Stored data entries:
========

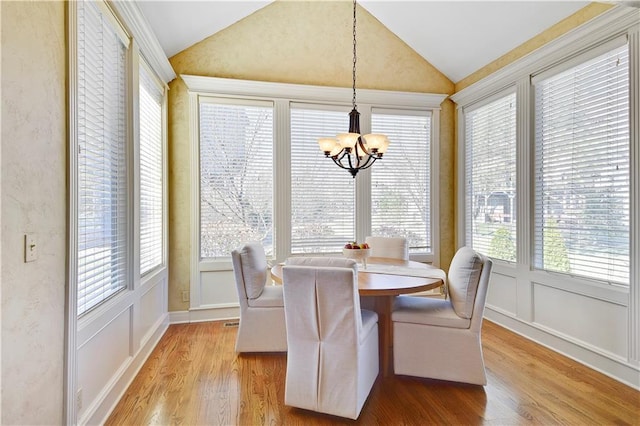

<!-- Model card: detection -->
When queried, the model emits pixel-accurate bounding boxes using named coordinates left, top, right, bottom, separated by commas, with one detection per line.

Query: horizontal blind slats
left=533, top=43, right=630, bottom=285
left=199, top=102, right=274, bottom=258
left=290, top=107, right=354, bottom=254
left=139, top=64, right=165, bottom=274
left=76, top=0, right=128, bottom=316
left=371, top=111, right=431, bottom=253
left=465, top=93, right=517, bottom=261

========

__What the exercise asks__: Output the records above exactly, omitting the pictures.

__The completed task__:
<!-- Model card: detection -->
When queried, the model emits pixel-accurate bounding boxes using named coordinates left, top, right, bottom, separated by commas, with one detection per line.

Query: horizontal blind slats
left=533, top=43, right=630, bottom=285
left=199, top=102, right=274, bottom=258
left=290, top=107, right=354, bottom=254
left=139, top=64, right=165, bottom=274
left=76, top=0, right=128, bottom=316
left=371, top=111, right=431, bottom=253
left=465, top=93, right=517, bottom=261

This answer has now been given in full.